[Coordinate annotation records]
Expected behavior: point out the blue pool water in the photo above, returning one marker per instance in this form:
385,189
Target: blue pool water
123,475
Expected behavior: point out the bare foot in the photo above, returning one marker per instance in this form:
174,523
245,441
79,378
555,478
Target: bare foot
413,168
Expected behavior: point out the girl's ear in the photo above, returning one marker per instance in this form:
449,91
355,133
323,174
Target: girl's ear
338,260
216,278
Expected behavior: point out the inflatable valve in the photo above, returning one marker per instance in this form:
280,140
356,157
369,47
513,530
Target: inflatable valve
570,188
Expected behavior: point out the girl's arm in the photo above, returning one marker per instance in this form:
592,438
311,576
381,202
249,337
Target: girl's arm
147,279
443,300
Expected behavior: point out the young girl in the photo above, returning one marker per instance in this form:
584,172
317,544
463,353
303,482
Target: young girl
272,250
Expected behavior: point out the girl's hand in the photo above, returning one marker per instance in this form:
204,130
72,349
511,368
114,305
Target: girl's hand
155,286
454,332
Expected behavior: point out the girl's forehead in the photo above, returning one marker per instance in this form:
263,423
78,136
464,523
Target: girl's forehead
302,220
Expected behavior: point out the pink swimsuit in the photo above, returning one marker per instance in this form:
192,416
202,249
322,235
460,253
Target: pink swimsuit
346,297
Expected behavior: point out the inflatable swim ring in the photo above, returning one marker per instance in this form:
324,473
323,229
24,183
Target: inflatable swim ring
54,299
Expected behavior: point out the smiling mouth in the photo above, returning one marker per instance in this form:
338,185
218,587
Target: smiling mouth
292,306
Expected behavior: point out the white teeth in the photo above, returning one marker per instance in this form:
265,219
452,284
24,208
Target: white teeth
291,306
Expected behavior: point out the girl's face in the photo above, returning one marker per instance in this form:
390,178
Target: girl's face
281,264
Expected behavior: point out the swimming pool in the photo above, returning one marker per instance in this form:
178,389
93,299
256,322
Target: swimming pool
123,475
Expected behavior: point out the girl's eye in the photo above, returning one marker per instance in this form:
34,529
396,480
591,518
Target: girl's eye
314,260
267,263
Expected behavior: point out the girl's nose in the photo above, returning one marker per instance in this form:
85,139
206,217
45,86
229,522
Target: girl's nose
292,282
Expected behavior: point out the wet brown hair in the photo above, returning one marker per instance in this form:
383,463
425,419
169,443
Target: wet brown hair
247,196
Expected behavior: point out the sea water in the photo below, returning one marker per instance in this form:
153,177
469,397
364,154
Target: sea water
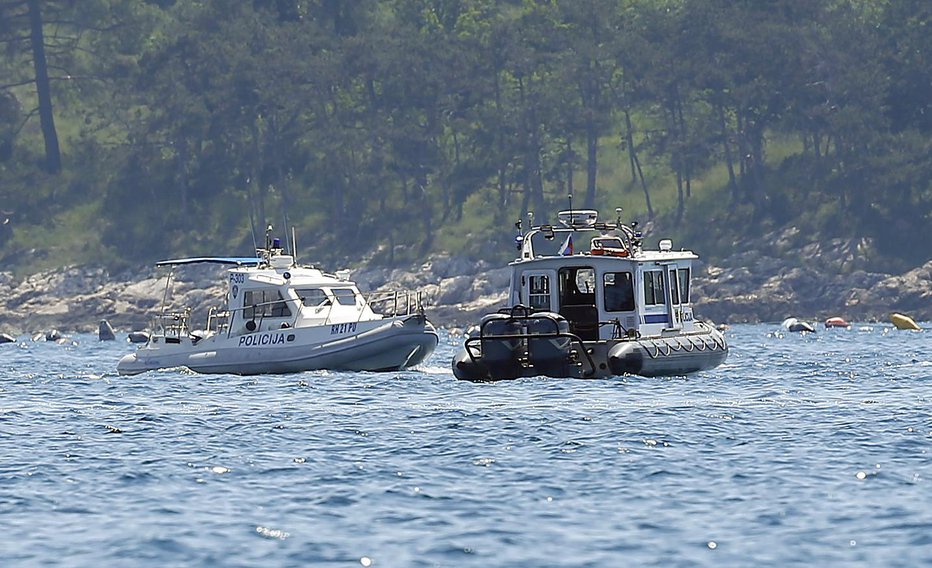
805,449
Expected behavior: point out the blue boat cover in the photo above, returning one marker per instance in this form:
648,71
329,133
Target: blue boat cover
238,261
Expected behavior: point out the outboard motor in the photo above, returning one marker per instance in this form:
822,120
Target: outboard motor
500,356
549,355
625,358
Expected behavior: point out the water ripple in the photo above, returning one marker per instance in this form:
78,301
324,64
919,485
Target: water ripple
802,450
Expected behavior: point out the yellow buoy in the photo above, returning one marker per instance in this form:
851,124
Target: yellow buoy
904,322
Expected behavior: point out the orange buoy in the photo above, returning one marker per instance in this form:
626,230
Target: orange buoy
836,322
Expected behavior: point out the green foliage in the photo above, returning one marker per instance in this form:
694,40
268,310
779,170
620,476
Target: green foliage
395,128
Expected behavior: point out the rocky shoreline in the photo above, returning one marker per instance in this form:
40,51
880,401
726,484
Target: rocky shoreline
756,285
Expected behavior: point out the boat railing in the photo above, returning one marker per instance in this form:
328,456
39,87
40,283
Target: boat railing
395,303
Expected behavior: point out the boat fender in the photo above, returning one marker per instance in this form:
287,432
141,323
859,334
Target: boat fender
626,358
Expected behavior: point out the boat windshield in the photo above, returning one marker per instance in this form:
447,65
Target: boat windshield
344,296
312,297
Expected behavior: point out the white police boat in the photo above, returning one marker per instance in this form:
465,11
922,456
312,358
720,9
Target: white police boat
611,308
282,318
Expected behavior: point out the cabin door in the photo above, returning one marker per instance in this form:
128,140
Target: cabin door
674,307
537,289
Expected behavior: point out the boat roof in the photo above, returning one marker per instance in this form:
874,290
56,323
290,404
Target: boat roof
229,260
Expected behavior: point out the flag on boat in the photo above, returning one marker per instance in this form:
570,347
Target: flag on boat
567,248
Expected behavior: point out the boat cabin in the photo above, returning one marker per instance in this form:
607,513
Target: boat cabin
608,289
282,297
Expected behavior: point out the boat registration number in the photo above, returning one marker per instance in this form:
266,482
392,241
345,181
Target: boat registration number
338,328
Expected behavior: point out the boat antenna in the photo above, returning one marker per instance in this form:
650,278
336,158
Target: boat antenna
285,224
252,225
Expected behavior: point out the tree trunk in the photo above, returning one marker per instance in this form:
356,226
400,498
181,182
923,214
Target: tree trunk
636,171
729,159
592,147
43,89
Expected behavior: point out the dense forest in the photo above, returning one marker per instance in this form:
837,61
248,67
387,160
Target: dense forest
131,130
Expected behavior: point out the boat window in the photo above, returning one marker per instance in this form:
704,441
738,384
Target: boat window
344,296
684,285
264,303
539,291
619,291
653,288
674,287
312,297
577,286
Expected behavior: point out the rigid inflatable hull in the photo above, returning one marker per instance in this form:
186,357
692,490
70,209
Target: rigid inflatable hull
648,357
391,346
664,357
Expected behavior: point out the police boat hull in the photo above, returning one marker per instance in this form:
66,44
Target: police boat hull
371,346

● **WHAT TO PRODUCE**
Pictures in the records above are left out; print everything else exactly as written.

● **FINISHED TASK**
Expected behavior: point out the blue pool water in the photo above, returning one marker per instance in this form:
385,189
Target: blue pool water
123,475
Expected behavior: point out the bare foot in the photo above, returning one marker per instance in this form:
174,523
245,441
79,378
555,478
Target: bare foot
413,168
Expected behavior: point out the girl's ear in the photo above, returning one marker per instance in this form:
449,91
355,133
323,174
Target: girl's ear
338,260
216,278
Expected behavior: point out the inflatable valve in the photo above, returning one marker per instance in this form:
280,140
356,157
369,47
513,530
Target: inflatable valve
570,188
Expected behavior: point out the girl's arm in the photo above, returning one marker per instance in this form:
592,438
311,576
381,202
249,337
Target: girl's arm
147,279
443,300
Expected behavior: point out the young girl in the photo above, returning one marker per instance in this form:
584,172
317,544
463,353
303,482
Target: young girl
272,250
Expected behavior: point out the girl's hand in the photo above, returning one marker per instance in this form:
204,130
72,349
511,368
114,305
Target: girl's hand
155,286
454,332
Expected behavior: point out the girl's forehead in the photo above, returning one marker per instance in this form:
263,423
78,136
464,523
Target: girl's forehead
302,220
Expected behavior: point out the pink swimsuit in the photo above, returning one marker per instance in this form:
192,416
202,249
322,235
460,253
Target: pink swimsuit
346,297
Expected behavior: point out the inflatable swim ring in the photo above, returning one marker per instance in this form:
324,473
323,229
24,183
Target: inflatable swim ring
54,299
Expected behavior: point out the smiling mouth in the photo above, returning one marker per instance in this form:
338,185
218,587
Target: smiling mouth
292,306
Expected behavior: point out the white teeth in the photo above, returning one marker per instance in this form:
265,219
452,284
24,208
Target: white teeth
291,306
Expected behavior: point out the girl's face in the photo above, returning one marker per instance in this form:
390,178
Target: girl's face
281,264
Expected behavior: point out the swimming pool in the photo above, returning one marker per instance in this form:
178,389
93,299
256,322
Target: swimming pool
123,475
Expected behavior: point out the girl's eye in the photo above, returning one marker per instance in this form:
34,529
396,480
591,518
Target: girl's eye
314,260
267,263
Expected behavior: point out the girl's nose in the photo above, returning one marker per instance in this form:
85,139
206,217
45,86
229,522
Target: girl's nose
292,282
Expected behavior: point out the wet brown hair in the photo above, returning one marker per instance in this form:
383,463
425,419
169,443
Target: wet brown hair
247,196
Expected behavior: point out the sea water in the photo below, returning one marker per instance in this form:
153,177
469,397
364,154
Target: sea water
805,449
Expected behavior: point out the blue boat cover in the photo above, returning one marker per instance in this form:
648,71
329,133
Target: blue boat cover
238,261
Expected behavior: point out the outboard motor in the photo above, returning one marker per instance in this form:
822,120
Target: outboard motor
500,356
549,355
625,358
Expected behavior: point out the water ripple in the photo above, returning one marker per instance in this form:
78,301
324,64
919,485
Target: water ripple
802,450
Expected behavior: point out the yellow buoy in the photo above, returning one marker per instance in this form:
851,124
Target: yellow buoy
904,322
Expected behavior: point out the orange buoy in the photo above, returning one marker per instance in this form:
626,230
Target: orange buoy
836,322
Expected behavior: point out the green foliage in the photo above, returning one marker per instance in this form:
694,40
268,310
779,170
620,476
Target: green foliage
395,128
Expected behavior: point out the rocky shoreline in the photo above, returning one marker per instance in this form:
40,51
880,401
726,484
Target: rocky shoreline
756,285
Expected behavior: point out the boat railing in the photo above, returning one marker per instance in this form:
328,456
39,87
40,283
Target: boat railing
395,303
Expected behavior: point out the boat fender in the photo above, returning one marker per instance in this form:
287,432
141,323
859,334
Target: boat fender
626,358
Expected behavior: point out the boat windshield in the photo above, returning one marker per instance in this form:
447,65
Target: boat windshield
344,296
312,297
Expected behavior: point out the white police boat in the photo above, returning one marker per instance in this form:
465,11
922,456
312,358
720,9
Target: white police boat
611,308
282,318
Expected behavior: point out the cabin door in the photo above, returning one marker per instance in this form:
128,140
Target: cabin door
674,307
537,289
Expected behavior: point out the boat roof in the photo above, returning one marker per instance in this form:
874,290
56,323
290,404
Target: boat roof
229,260
Expected behavior: point out the flag on boat in the photo above, returning one marker per instance in this form:
570,347
Target: flag on boat
567,248
Expected behavior: point out the boat cabin in the photo above, returning one marker per instance in this form:
607,513
Target: boat cabin
608,289
282,297
Expected behavior: point out the boat registration number in the photo above, returning one marker per instance in this form:
266,482
392,241
345,181
Target: boat registration number
338,328
Expected behavior: point out the boat antenna in the photo above, returning one marker per instance in this form:
650,278
336,158
Target: boat antenna
285,224
252,225
Expected behavior: point out the tree trunk in the photo above, returning one marker per instance in this form:
356,226
400,498
181,182
923,214
Target: tree trunk
636,171
729,159
592,147
43,89
Expected behavior: point out the dense forest in the photo above, returning one marker per instance in this form:
837,61
248,67
387,160
Target: dense forest
131,130
Expected behavior: point out the boat window in the photo above, returning one marker per instance in this form:
704,441
738,384
Target: boat window
344,296
684,285
264,303
539,291
619,291
653,288
674,287
312,297
577,286
Expected behavior: point out the rigid inflatable hull in the photo above, returning one marker per instance in this form:
186,357
692,490
70,209
Target: rigid inflatable hull
648,357
391,346
664,357
Expected behavior: point out the police boat hull in the photo above, returning one marker per instance in this form:
66,44
Target: police boat hull
371,346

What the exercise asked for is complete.